• [ABOUT THIS EXERCISE]: Nothing but the lines from the line with "dirt field in the photo above." to the end of the records below should appear in the answer, each exactly as given.

┏━━

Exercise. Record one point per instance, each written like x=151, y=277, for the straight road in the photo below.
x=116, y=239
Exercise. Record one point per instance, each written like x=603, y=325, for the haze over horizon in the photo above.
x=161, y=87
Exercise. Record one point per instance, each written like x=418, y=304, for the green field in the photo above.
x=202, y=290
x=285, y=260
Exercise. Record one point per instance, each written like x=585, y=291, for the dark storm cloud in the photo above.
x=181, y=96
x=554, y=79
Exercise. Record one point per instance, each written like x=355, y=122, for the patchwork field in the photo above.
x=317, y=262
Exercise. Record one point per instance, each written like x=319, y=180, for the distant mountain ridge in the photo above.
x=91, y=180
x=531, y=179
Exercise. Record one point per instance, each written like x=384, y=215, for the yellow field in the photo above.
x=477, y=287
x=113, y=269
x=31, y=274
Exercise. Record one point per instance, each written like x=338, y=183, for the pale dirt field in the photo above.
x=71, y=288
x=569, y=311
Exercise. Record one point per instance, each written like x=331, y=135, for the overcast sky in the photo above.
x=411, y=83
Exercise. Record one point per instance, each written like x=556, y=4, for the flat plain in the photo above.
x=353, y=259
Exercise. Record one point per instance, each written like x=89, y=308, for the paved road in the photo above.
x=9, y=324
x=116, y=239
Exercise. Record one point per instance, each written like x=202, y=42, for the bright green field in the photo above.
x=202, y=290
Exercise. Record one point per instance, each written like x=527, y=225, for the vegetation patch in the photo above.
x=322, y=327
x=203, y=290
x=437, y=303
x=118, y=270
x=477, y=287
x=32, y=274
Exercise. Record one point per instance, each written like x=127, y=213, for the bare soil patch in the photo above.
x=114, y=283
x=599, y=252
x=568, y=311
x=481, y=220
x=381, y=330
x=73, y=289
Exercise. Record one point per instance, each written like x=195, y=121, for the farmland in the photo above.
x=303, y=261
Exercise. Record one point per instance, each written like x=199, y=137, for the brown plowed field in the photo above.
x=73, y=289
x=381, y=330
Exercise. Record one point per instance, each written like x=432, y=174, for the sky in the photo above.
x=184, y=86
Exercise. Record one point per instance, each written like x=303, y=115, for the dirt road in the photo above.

┗━━

• [PROBLEM SOLUTION]:
Exercise. Record one point per instance, each written like x=338, y=183, for the pale dirt field in the photo above.
x=71, y=288
x=569, y=311
Exercise. Record one point per instance, each written like x=331, y=135, for the overcast sky in the photo above.
x=411, y=83
Exercise. Record one point per instance, each written like x=556, y=4, for the flat plain in the photo above.
x=353, y=259
Exercise. Record one point per instance, each written like x=89, y=308, for the paved road in the photo above.
x=9, y=324
x=116, y=239
Exercise. Record one point per instance, each written like x=202, y=42, for the bright green field in the photo above.
x=202, y=290
Exercise. Record one point per instance, each written like x=527, y=225, for the vegetation patch in the photo above.
x=322, y=327
x=203, y=290
x=437, y=303
x=118, y=270
x=477, y=287
x=32, y=274
Exercise. Record one point per instance, each written like x=127, y=213, for the bare soil patch in the photo above.
x=114, y=283
x=599, y=252
x=568, y=311
x=481, y=220
x=381, y=330
x=73, y=289
Exercise. Record one point per instance, each written like x=195, y=121, for the farmland in the photo above.
x=303, y=261
Exercise. Record one point per instance, each written like x=199, y=137, for the brown plowed field in the photo above.
x=73, y=289
x=381, y=330
Exercise. Record one point per instance, each written like x=432, y=174, for the sky in the photo above.
x=184, y=86
Exercise. Record one point per instance, each written like x=303, y=115, for the dirt road in the photo above.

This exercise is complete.